原文抜粋
***

説明

積層鉄心の製造装置及び製造方法

【課題】供給する薄板条材の加工度が進み、薄板条材の剛性が下がって弛みが生じても、薄板条材の通板時にリフターによる引っ掛かりを防止できる積層鉄心の製造装置及び製造方法を提供する。
【解決手段】下型11と上型をそれぞれ有する複数のステーションa〜lを有し、薄板条材12を順次各ステーションa〜lに送って、各ステーションa〜lで必要部分を打ち抜きして、鉄心片13、14を製造する積層鉄心の製造装置10において、各ステーションa〜lに設けられたリフター17〜21は、下流側のステーション程その突出量を大きくし、場合によっては、リフター17〜21の数は下流側のステーション程多く配置し、リフター17〜21間の幅は、下流側のステーション程広くした。

【発明の詳細な説明】
【技術分野】
【0001】
本発明は、上型と下型を有する金型を用いて磁性鋼板からなる薄板条材(打ち抜き材)から鉄心片を打ち抜き形成し、これを積層して積層鉄心を製造する製造装置及び製造方法に関する。
【背景技術】
【0002】
順送金型装置において、特許文献1に記載のように、各ステーションに機械的なリフターやエアリフターを設けたものが提案されている。この特許文献1においては、同公報の図3、図4に示すように、各ステーションにリフターが設けられて、しかも、自由状態のリフターの突出高さは同一で、進行方向に隣り合うリフターの間隔も同一であり、更に各ステーションにおけるリフターの幅も同一である。

***

項目一覧
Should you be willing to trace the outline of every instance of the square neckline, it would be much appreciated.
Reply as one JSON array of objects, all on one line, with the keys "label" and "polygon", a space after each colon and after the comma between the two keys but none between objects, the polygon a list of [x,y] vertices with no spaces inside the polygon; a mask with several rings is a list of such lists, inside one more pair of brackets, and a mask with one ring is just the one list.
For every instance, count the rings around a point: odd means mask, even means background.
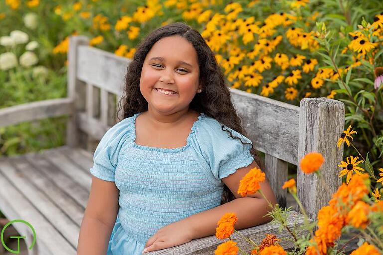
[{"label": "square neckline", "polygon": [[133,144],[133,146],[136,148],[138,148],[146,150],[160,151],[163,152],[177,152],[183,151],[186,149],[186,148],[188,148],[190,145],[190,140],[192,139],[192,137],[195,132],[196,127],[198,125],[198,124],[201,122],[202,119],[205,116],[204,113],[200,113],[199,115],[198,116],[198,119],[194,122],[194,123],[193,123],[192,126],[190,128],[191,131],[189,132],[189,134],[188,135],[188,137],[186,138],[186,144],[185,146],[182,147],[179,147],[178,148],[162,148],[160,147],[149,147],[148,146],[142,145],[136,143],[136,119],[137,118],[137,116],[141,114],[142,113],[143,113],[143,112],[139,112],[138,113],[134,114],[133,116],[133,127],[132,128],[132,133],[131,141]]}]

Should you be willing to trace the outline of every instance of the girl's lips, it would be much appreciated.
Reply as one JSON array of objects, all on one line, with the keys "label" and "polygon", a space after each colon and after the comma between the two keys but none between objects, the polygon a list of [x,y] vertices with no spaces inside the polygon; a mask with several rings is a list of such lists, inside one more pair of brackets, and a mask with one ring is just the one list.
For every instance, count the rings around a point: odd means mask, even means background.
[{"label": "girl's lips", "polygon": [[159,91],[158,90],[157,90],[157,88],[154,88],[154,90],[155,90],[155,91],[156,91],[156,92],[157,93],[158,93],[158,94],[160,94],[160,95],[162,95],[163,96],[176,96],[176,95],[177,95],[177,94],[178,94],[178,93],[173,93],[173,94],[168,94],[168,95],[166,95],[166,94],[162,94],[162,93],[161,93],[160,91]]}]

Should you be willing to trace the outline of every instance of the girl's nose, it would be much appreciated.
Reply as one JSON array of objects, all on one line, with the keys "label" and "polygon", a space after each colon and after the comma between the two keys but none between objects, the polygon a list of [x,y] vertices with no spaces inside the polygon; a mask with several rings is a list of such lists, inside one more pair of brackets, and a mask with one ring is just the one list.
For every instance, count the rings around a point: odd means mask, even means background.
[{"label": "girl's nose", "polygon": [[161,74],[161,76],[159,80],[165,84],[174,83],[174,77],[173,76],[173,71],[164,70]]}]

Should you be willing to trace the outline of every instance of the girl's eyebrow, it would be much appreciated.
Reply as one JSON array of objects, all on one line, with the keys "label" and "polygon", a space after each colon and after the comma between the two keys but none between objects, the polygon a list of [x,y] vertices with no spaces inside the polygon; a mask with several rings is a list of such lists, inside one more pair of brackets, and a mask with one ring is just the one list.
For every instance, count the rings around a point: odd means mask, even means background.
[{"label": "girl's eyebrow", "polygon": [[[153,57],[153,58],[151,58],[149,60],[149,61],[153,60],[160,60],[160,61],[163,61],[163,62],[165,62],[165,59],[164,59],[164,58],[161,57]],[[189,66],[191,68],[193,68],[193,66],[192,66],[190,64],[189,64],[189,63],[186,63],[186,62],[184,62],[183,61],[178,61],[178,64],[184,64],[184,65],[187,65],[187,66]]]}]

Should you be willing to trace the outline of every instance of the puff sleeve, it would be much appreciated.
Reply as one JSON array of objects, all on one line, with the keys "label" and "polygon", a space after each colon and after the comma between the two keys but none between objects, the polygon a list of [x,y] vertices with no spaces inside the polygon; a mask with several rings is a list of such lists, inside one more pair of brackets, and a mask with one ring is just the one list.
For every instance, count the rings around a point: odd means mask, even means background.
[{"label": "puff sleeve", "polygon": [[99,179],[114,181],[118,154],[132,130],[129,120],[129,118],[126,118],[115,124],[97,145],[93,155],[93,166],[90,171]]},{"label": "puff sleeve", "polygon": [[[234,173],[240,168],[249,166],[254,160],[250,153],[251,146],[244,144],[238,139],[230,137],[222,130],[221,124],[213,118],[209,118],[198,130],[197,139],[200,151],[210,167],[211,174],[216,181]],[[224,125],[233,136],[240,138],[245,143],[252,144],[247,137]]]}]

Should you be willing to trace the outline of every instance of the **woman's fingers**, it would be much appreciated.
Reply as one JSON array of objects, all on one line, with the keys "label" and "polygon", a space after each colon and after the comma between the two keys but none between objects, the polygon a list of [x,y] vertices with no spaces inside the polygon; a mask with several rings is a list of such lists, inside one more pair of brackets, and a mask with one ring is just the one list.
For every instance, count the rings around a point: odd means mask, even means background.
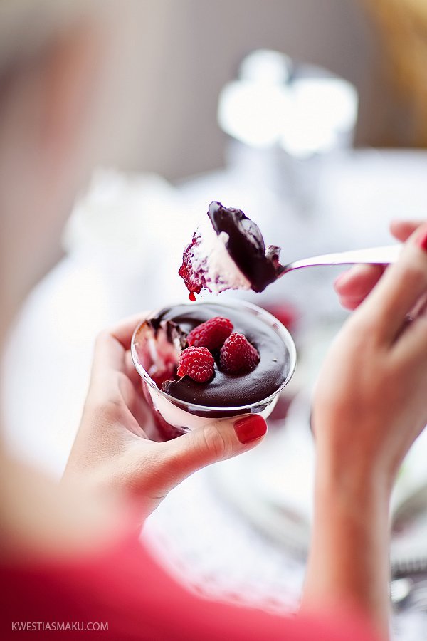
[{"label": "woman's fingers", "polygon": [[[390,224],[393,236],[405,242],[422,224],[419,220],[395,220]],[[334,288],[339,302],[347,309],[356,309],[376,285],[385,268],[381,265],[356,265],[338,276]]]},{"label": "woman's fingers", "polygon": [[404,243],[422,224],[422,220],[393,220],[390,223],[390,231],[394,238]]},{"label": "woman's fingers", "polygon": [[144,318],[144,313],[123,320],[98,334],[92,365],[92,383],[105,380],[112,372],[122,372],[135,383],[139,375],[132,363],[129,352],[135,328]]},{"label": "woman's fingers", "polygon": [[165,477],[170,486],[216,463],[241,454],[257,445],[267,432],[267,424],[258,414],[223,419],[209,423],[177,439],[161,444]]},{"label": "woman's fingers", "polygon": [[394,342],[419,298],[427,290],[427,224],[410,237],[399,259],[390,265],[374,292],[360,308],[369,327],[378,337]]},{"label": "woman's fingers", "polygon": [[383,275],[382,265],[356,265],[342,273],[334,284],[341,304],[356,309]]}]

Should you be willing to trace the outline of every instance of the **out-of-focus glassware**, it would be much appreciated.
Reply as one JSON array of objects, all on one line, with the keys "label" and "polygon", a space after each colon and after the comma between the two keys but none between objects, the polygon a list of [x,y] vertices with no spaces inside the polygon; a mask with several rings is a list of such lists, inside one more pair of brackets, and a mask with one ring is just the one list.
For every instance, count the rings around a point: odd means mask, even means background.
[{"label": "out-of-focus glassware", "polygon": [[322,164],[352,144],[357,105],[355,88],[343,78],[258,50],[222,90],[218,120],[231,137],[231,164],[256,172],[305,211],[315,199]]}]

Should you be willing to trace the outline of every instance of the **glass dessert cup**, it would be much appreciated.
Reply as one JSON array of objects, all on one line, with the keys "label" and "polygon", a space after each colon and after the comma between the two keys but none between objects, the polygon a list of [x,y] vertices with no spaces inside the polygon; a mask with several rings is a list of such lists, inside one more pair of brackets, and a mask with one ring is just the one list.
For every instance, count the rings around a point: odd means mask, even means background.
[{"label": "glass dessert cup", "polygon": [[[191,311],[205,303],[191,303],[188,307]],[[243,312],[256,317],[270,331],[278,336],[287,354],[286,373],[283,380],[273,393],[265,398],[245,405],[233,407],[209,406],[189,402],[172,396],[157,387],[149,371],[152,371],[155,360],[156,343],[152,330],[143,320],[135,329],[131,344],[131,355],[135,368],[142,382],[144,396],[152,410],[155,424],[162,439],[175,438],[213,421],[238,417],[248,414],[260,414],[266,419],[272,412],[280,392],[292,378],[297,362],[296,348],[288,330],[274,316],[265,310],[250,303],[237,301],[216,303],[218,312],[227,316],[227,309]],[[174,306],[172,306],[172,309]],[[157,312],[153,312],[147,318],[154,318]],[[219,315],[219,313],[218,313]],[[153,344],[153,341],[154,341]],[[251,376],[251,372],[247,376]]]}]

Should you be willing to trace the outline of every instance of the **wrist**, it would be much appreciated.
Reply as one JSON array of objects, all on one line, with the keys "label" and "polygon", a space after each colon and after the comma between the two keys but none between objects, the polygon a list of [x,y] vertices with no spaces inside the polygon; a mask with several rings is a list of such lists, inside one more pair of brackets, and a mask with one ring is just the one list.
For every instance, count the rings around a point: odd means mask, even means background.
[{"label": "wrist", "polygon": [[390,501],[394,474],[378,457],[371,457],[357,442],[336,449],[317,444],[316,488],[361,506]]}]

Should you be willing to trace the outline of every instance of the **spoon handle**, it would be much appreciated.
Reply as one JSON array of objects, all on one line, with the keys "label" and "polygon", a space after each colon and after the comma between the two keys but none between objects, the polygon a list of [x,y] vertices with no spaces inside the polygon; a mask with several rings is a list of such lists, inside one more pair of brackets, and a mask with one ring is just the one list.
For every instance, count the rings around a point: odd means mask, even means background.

***

求められる内容
積層鉄心の製造に関する文章を読み、次の問いに答えなさい。
(a) 本発明で鉄心片を打ち抜く薄板条材は、何からなるものか。
(b) 【解決手段】では、各ステーションのリフターの突出量をどのようにしているか。
(c) 特許文献1では、自由状態のリフターの突出高さはどうなっているか。
資料は別の出典から採られたものです。

本演習の解答
(a) 磁性鋼板からなる。
(b) 下流側のステーション程、突出量を大きくしている。
(c) 各ステーションで同一である。